§ **INSTRUCTIONS TO FOLLOW**
Return all entries word for word, but drop any images.

[Entries from a dataset]
======

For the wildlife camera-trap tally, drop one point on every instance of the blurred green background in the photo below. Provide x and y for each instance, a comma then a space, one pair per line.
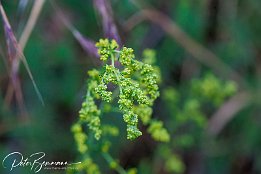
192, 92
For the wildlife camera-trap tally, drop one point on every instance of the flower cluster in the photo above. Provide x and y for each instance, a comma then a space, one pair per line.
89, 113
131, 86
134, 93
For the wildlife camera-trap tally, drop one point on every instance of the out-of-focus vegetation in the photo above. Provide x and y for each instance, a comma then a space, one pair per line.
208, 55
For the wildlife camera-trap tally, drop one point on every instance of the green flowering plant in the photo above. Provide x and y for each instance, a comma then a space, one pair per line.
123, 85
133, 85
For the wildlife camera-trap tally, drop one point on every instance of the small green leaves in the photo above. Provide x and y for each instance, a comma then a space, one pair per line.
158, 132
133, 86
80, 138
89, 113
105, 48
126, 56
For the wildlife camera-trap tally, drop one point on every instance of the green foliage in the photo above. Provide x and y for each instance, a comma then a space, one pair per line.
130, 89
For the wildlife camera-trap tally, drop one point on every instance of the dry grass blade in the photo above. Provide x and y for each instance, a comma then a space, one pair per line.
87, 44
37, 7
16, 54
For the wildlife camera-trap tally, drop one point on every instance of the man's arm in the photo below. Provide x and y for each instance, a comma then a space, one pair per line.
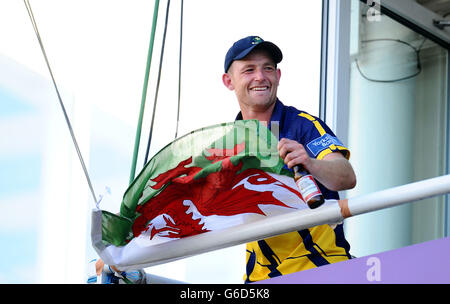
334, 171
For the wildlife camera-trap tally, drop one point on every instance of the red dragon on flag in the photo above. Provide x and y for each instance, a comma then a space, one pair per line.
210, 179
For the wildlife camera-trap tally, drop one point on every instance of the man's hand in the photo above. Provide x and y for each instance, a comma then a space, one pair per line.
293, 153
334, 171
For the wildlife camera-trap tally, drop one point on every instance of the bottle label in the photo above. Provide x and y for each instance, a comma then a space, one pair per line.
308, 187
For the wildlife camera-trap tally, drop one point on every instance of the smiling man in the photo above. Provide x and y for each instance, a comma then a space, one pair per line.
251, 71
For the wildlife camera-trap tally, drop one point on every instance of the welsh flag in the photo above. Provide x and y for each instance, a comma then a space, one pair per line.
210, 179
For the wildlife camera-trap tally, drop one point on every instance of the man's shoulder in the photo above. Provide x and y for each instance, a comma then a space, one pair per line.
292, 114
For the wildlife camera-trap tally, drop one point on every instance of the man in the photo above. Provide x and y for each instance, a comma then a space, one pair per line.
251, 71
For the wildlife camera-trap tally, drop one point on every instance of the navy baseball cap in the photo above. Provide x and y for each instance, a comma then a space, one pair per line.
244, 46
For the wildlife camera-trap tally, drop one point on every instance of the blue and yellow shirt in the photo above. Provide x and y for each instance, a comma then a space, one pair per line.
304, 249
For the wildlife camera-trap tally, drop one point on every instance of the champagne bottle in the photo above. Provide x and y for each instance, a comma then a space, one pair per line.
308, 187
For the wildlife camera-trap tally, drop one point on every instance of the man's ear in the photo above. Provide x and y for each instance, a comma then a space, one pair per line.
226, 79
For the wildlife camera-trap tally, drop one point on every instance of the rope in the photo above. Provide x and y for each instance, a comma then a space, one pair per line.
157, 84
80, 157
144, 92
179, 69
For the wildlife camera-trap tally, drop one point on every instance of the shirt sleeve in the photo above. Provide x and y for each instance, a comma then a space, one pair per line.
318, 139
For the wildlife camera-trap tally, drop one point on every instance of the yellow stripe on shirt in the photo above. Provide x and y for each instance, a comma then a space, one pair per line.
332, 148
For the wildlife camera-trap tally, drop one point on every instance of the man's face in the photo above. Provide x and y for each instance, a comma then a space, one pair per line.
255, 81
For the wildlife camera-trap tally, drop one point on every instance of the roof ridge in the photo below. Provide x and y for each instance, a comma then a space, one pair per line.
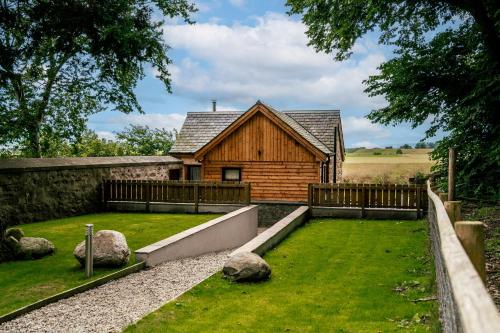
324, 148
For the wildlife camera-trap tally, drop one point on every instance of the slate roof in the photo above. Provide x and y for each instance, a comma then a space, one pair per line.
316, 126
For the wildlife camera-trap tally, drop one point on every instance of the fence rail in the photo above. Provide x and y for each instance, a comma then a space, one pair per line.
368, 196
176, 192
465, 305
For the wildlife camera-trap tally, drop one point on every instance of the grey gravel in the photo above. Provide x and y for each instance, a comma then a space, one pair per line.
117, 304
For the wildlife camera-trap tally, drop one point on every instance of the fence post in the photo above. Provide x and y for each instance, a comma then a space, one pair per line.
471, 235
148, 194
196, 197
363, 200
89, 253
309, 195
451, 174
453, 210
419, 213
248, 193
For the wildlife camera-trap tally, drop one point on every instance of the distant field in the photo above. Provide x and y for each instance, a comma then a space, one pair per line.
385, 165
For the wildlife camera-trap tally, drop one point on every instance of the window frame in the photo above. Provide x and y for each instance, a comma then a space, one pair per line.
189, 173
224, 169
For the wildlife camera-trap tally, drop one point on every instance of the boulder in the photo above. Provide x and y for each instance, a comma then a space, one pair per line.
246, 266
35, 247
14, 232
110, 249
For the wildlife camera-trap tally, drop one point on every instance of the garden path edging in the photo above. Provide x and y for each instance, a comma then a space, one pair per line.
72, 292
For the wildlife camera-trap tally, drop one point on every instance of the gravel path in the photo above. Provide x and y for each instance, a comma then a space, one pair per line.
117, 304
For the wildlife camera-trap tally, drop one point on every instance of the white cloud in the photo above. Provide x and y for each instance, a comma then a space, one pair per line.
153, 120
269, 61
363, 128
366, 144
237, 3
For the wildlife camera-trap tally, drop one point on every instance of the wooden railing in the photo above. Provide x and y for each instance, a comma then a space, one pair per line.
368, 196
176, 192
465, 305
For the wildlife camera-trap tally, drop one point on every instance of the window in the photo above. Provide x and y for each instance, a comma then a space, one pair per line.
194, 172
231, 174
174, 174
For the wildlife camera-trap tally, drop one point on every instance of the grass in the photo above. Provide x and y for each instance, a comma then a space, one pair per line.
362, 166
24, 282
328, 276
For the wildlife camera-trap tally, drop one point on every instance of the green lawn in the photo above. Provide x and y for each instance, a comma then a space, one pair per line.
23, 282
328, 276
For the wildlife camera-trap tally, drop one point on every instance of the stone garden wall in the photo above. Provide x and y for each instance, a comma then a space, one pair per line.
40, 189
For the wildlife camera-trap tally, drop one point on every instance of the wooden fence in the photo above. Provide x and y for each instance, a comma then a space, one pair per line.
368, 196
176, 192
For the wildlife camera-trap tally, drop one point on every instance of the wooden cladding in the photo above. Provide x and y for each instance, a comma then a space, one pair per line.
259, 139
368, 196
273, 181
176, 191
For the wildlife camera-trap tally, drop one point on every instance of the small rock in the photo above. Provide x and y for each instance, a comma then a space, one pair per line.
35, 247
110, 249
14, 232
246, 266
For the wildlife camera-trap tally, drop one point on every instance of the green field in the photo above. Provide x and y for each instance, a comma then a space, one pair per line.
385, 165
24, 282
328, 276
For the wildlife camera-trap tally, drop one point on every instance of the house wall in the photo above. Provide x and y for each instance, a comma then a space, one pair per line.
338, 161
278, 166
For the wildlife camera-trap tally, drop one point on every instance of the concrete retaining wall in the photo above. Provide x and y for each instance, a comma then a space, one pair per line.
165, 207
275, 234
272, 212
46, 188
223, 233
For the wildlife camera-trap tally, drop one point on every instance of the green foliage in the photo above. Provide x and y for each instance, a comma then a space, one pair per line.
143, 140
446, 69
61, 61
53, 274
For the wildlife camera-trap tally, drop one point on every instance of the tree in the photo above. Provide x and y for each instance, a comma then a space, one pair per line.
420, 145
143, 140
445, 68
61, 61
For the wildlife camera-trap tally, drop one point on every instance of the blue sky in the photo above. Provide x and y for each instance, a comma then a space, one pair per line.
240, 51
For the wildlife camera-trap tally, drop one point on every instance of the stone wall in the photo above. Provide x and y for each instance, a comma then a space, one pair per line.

======

§ **THE OUTPUT**
For the wildlife camera-trap tally, drop one point on every instance of the blurred green background in the photo below. Provide x and y for each instance, a comma then a space, one pair per line.
192, 92
For the wildlife camera-trap tally, drop one point on every instance of the flower cluster in the photo above. Provide x and y for each instance, a comma then a space, one pair per line.
89, 113
131, 86
134, 93
For the wildlife camera-trap tally, drop one point on every instance of the out-of-focus vegetation in the photo above. Provide x and y for each instance, a comma then a space, one pair per line.
208, 55
For the wildlife camera-trap tally, drop one point on every instance of the green flowering plant in the photo above. Provide x and y for each instance, a comma then a space, one pair per line.
123, 85
133, 85
For the wildlife camera-trap tally, drop one point on every instance of the small green leaves in the photo above. Provide x and y for each instance, a comma then a space, one pair per line.
158, 132
133, 86
80, 138
89, 113
105, 48
126, 56
For the wildlife camera-trap tally, drop one point on every instance of the green foliage in the photo above. Provide x and y for each instance, a comma then a space, one pair per line.
130, 89
For the wildlife camera-trap tally, drop one point on every instance of the dry grass blade in the photo above. Provide x and y for each instance, a comma then a space, one pair per line.
87, 44
37, 7
16, 54
For the wildlife camera-trap tally, drop one point on every instance of the man's arm in the photo below. Provide x and y for each instance, a comma then a space, one pair per line.
334, 171
For the wildlife camera-trap tally, drop one point on every instance of the red dragon on flag in the photo above. Provide x and y for each instance, a comma then a space, one pair per line.
210, 179
For the wildlife camera-trap tally, drop one point on every instance of the man's hand in the photo above. Provide x and y for each instance, a comma then a space, one pair per line.
293, 153
334, 171
For the wildlife camera-trap tally, drop one point on every instance of the bottle label in the photo above. Provide x and y for each instance, a comma then a space, one pair per line.
308, 187
For the wildlife camera-trap tally, drop one point on every instance of the smiling man in the photo above. Provide x and y for each instance, a comma then a space, one pair per line.
251, 71
For the wildlife camera-trap tally, drop one point on every instance of the welsh flag in the photo above. Provide x and y for each instance, a comma then a space, one pair per line.
210, 179
For the wildlife camera-trap tally, drop one point on every instance of the man's shoulder in the photo above. Provide x and y for each instance, a comma then a space, one pair per line.
292, 114
For the wildlife camera-trap tally, drop one point on every instance of the man in the photo above. Provide x and y for each instance, a comma then a space, one pair per line.
251, 71
For the wildlife camera-trap tally, drop one point on every instance of the navy baseball cap in the photo above. Provide x and y for each instance, a comma then a space, one pair per line.
244, 46
For the wildlife camera-trap tally, drop one point on every instance of the blue and yellow shirt in the photo above. Provide x and y for each instance, a comma then a space, one pair per line.
304, 249
For the wildlife camera-trap tally, drop one point on every instance of the champagne bottle in the photo above. Provide x and y for each instance, a comma then a space, one pair per line.
308, 187
For the wildlife camera-trap tally, drop one point on every instance of the man's ear in the photo above. Provide x and y for each instance, a comma then a space, one pair per line.
226, 79
For the wildlife camera-trap tally, drop one point on every instance of the rope in the photo above. Provide x and y for each instance, a comma then a space, one pair per line.
157, 84
80, 157
144, 92
179, 69
For the wildlife camera-trap tally, drop one point on every instance of the shirt sleeve in the photo above. Provide x and y for each instance, a comma then a space, one pair per line.
318, 139
For the wildlife camera-trap tally, drop one point on every instance of the yellow stripe on shirt in the photo above. Provide x and y for each instance, a comma then a space, one pair per line.
332, 148
For the wildlife camera-trap tally, drop one point on every instance of the man's face in the photo above. Provide x and y for each instance, a comma then a space, one pair per line.
255, 81
For the wildlife camera-trap tally, drop one point on every instance of the roof ridge in the photo below. Provide x and y for each instance, a comma then a space, one pair per line.
324, 148
For the wildlife camera-trap tally, drop one point on every instance of the slate roof in the photo above. Provide x and y for each instance, a comma then a space, one pair per line.
316, 126
For the wildlife camera-trap tally, drop one point on every instance of the fence rail in the photo above. Provide x and y for each instance, a comma then a space, one pair per line.
368, 196
176, 192
465, 305
For the wildlife camera-trap tally, drop one point on every instance of the grey gravel in the photo above. Provide x and y for each instance, a comma then a space, one pair per line.
117, 304
For the wildlife camera-trap tally, drop one point on every instance of the fence post in the photo above. Provide x and y for each instance, a comma then a space, one pair per line.
471, 235
148, 194
196, 197
363, 200
89, 253
309, 195
451, 174
453, 210
419, 213
248, 193
For the wildlife camera-trap tally, drop one point on every instance of the distant field in the photo above. Provide x and y for each instance, a comma then a space, one pair per line.
385, 165
For the wildlife camera-trap tally, drop one point on every instance of the window frame in the photo above. Provide x and y for each instance, a comma then a space, one pair per line.
189, 173
224, 169
For the wildlife camera-trap tally, drop one point on every instance of the boulder in the photo above. Provide x and y for each instance, a comma then a space, one pair per line.
246, 266
35, 247
14, 232
110, 249
For the wildlife camera-trap tally, drop one point on every instance of the garden path edging in the photo above. Provide x and y for each instance, a comma then a space, one pair per line.
72, 292
For the wildlife camera-trap tally, drop one point on every instance of the gravel path in the photo above. Provide x and y for each instance, a comma then a space, one pair per line.
117, 304
For the wildlife camera-trap tally, drop one point on every instance of the white cloud in the photo above. Provide x and y for each instance, a comma then a space, one pair per line.
153, 120
269, 61
363, 128
366, 144
237, 3
For the wildlife camera-trap tally, drop one point on every instance of the wooden railing in the photo above. Provide x and y for each instance, a comma then a space, one pair per line.
368, 196
176, 192
465, 305
For the wildlife camera-trap tally, drop one point on every instance of the window in the photo above. Provide x and y for each instance, a comma then a space, one pair per line.
194, 172
231, 174
174, 174
For the wildlife camera-trap tally, drop one point on every instance of the grass in the photo above. Provide x and y for each instance, a comma then a space, one pair per line.
362, 166
24, 282
328, 276
For the wildlife camera-trap tally, drop one point on every instance of the green lawn in the photo above. Provide x and y for each instance, a comma then a space, one pair per line.
23, 282
328, 276
For the wildlife camera-trap tally, drop one point on every instance of the stone garden wall in the photo above. Provide x and y for each instance, a comma then a space, one pair per line.
40, 189
For the wildlife camera-trap tally, drop one point on every instance of the wooden fence in the photo above. Provide x and y for each instance, a comma then a space, one pair per line.
368, 196
176, 192
For the wildlife camera-trap tally, drop one point on every instance of the wooden cladding in the photo above. Provide x and y for each instance, a comma then a space, one pair per line.
259, 139
368, 196
273, 181
176, 191
For the wildlife camera-trap tally, drop one point on every instance of the small rock in the photo above. Provide x and y for each instance, a comma then a space, one pair per line.
35, 247
110, 249
14, 232
246, 266
For the wildlife camera-trap tally, drop one point on every instance of the green field in the photo above. Provide x and y for each instance, a comma then a space, one pair per line.
385, 165
24, 282
328, 276
For the wildlife camera-trap tally, drop one point on every instance of the house wall in the photo above. Provide x and y for each instance, a comma then a space, one pair per line.
338, 161
278, 166
For the wildlife camera-trap tally, drop one point on every instance of the concrete retaining wall in the photo above. Provide x and y for each instance, a comma then a space, one pair per line.
165, 207
275, 234
272, 212
46, 188
223, 233
For the wildlife camera-trap tally, drop one point on every instance of the green foliage in the photo above. Provide x and y for each instance, a comma then a space, one pair per line.
143, 140
446, 69
61, 61
53, 274
For the wildlife camera-trap tally, drop one point on every instance of the tree in the photo above. Provide x and y for each instance, a comma then a space, one pair per line.
420, 145
143, 140
445, 68
61, 61
For the wildlife camera-trap tally, drop one point on every instance of the blue sky in the photo above. Provide x and y for each instance, a comma then a space, one pair per line.
240, 51
For the wildlife camera-trap tally, drop one point on every instance of the stone wall in the photo above. Provide x and y for each instance, a comma then a space, one pair per line.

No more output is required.